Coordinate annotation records
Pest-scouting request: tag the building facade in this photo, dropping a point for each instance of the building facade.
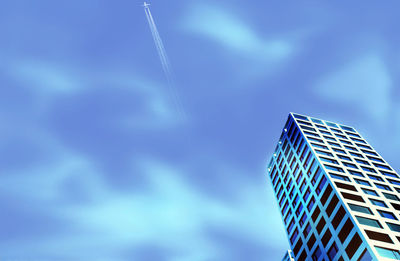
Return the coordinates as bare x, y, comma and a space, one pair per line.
339, 199
288, 256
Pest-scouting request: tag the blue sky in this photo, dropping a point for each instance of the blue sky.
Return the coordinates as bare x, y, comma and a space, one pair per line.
96, 162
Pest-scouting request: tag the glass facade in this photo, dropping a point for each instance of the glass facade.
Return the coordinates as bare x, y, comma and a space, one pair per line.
339, 199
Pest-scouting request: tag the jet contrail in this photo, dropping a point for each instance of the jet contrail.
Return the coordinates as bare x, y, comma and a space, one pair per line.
164, 60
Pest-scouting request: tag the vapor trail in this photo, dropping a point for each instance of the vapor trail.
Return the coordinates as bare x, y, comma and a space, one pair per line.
164, 61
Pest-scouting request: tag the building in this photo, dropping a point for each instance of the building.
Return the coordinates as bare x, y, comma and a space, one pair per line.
339, 199
288, 256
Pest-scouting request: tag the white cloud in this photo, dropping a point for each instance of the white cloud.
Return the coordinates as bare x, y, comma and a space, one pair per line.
231, 32
363, 83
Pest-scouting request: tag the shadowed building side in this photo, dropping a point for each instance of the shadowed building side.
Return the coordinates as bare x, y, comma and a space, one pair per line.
338, 198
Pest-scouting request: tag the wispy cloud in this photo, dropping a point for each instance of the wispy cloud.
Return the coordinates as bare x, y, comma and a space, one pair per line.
169, 213
364, 84
233, 33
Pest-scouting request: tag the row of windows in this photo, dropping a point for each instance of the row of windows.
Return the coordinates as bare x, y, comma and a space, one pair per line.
343, 233
373, 160
330, 124
297, 152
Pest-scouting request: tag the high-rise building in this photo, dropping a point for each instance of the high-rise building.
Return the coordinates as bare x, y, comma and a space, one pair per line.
339, 199
288, 256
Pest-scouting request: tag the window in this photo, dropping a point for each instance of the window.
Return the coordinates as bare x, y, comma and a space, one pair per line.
375, 159
388, 174
311, 241
368, 169
329, 160
335, 176
319, 146
329, 138
327, 236
389, 253
288, 215
343, 157
301, 117
334, 144
295, 200
326, 195
355, 154
353, 246
320, 185
375, 177
347, 128
345, 186
307, 230
303, 185
350, 165
370, 192
332, 205
331, 124
306, 195
345, 142
369, 152
321, 225
394, 227
324, 153
298, 246
304, 122
341, 136
316, 213
294, 236
382, 166
299, 209
365, 256
355, 173
363, 182
369, 222
362, 161
360, 209
337, 131
394, 182
378, 203
340, 215
390, 196
332, 251
352, 197
333, 168
311, 204
387, 214
350, 148
358, 140
378, 236
316, 254
345, 231
314, 139
339, 150
381, 186
316, 121
316, 176
303, 219
290, 227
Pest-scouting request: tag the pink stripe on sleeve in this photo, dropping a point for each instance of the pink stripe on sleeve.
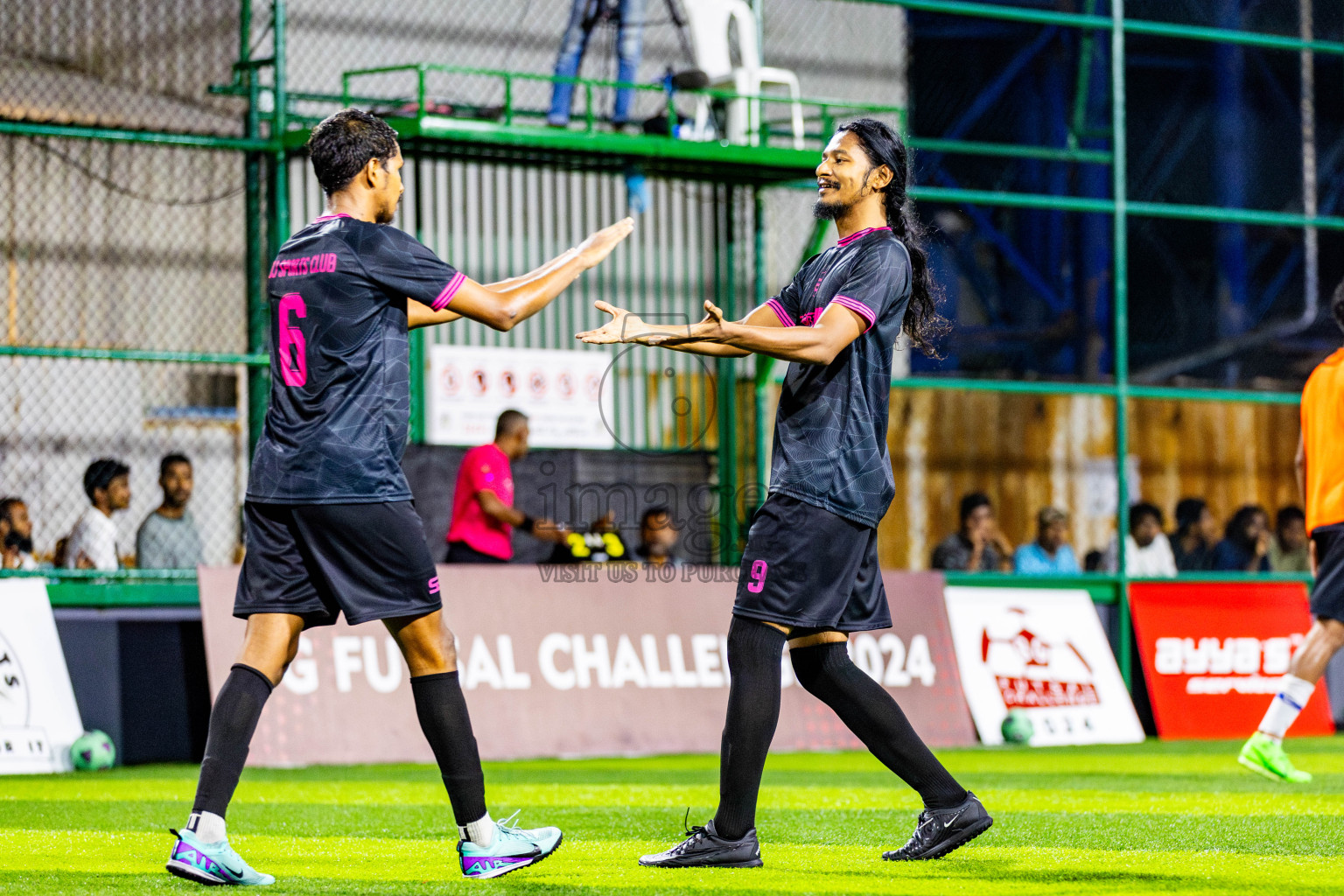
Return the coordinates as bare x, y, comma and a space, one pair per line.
781, 313
449, 291
858, 308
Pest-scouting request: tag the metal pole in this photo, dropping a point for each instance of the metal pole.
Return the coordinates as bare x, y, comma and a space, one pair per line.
1118, 173
258, 378
1311, 245
762, 383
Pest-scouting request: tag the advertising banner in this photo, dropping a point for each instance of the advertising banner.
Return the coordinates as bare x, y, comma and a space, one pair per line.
38, 713
1043, 652
561, 391
1214, 653
576, 662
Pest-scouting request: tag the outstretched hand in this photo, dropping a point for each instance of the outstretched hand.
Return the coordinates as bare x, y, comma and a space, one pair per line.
619, 329
599, 243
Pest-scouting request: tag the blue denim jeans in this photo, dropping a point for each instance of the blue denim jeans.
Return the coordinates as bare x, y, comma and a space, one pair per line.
629, 47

» Given exercise:
Print only the lines from the one with "Pest-scouting request: tag the advertising" to the end of the records, both included.

» Result of the task:
Pest-scouting request: tag the advertising banner in this photo, dropping a point for each instance of the advertising banner.
Return the coordinates as bare x, y, comma and a space, one pair per line.
38, 713
1043, 652
561, 391
1214, 653
576, 662
Pest-scouting request: tag the outstretched hand in this photo, dropping a point for each instance of the outstretched hand.
Return the coordinates as bare x, y, comma and a space, one pair per line.
619, 329
599, 243
Pest-scouting request: tag the blue denim jeans in this photo, dropping a point for each instance of the blue denim jeans.
Return the coordinates as bare x, y, comma and a space, one pair per line.
629, 47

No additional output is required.